* Your goal:
Can you write the next part of the piece about Roy's talk on church reform, picking up after its final line?

* Text to read:
_ _ _

I bring them up, in part because they have recently dipped their toes into the Twitter sphere. I wondered if Roy was their Twitter master, as the tweets have a distinct edge to them. But it's not him, though he did agree about the edge.

I agree with Roy that the church needs root and branch reform. Were this to happen it would be a flatter, non-hierarchial, people oriented organisation. It is difficult to see this happening, with so many of its members in thrall to existing dogmas and traditions. This is why I think I detect an element of despair in Roy's psyche. But he is soldiering on.

From my own experience of the church, which I have left or it me, take your pick, the following are among the areas needing courageous revisiting: Real Presence, Resurrection, Infallibility, Confession, Conscience, Women. Priesthoood, LGBT+, Mass, Prayer, Indulgences, Afterlife, Curia, Censorship/Silencing, Gear, Civics. and so on.

And, of course, a recall mechanism for saints, particularly in view of some recent hasty canonisations.

Following his own advice about the church going among the people, Roy circulated among the attendance during the Q&A.

Roy's parting shot: Man who tell truth need fast horse.

You can see the full video here.

_ _ _

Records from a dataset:
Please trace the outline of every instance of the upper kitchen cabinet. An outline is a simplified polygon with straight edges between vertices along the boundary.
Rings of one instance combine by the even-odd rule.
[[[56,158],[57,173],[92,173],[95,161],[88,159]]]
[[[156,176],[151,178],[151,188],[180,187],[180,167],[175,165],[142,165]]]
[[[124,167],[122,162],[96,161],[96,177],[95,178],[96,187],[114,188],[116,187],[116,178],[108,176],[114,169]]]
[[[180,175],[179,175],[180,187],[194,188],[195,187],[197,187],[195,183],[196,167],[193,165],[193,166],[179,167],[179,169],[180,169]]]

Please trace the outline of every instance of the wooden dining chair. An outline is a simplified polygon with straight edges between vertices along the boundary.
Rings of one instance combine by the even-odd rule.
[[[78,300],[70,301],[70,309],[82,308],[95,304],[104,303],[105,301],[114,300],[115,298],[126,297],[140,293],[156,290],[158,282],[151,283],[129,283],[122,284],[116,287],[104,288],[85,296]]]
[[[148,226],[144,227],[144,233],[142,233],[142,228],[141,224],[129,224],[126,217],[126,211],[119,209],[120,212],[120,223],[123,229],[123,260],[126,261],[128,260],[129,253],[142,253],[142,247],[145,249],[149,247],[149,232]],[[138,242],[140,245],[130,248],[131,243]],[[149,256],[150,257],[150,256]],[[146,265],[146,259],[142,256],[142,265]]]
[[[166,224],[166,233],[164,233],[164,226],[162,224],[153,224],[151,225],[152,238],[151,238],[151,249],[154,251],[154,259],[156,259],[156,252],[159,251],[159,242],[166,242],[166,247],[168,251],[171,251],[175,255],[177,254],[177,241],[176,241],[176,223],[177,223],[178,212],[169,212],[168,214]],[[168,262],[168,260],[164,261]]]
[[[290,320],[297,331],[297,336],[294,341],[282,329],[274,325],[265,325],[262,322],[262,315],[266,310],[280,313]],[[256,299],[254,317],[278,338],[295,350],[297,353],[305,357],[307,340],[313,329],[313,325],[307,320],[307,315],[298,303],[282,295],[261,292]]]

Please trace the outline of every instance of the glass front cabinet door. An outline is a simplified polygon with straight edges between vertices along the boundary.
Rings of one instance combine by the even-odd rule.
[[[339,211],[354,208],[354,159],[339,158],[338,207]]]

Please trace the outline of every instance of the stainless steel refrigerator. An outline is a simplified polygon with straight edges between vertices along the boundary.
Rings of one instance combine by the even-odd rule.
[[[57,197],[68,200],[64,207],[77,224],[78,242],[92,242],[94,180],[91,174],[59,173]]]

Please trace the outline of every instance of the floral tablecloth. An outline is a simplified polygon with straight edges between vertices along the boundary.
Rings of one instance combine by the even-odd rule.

_ _ _

* Output:
Nieves Fernandez

We had two for the price of one on the night, as Nieves, who is a member of the WACI core group, gave us her reflections on some of the themes touched on by Roy.

She got straight to the point. If Jesus came back today he would not be making straight for High Mass in the Pro-Cathedral. He'd be breaking bread with some of the locals.

She didn't see the need for priestly cast. Folk can be geared up to do it all, all. But I'm sure she must feel that, in the meantime, the rejection of women offends.

She told us that when she was teaching, she took students on a visit to Israel. Out of curiosity she bought a Hebrew bible and then noticed another thick volume. It turned out to be Jewish jokes.

We must be able to laugh at ourselves. Humour is vital.

However, I note that you can't tell these in company any longer!

Nevertheless, here's one of mine.

Thank you, Nieves.

Nieves presented Roy with the traditional gift for the speaker. A picture of the Last Supper where both women and children were in attendance.

Followed by the kiss of peace.

On my way back to the DART I bade good night to Oscar Wilde, reclining opposite his birth place.

Oh yes, infallibility?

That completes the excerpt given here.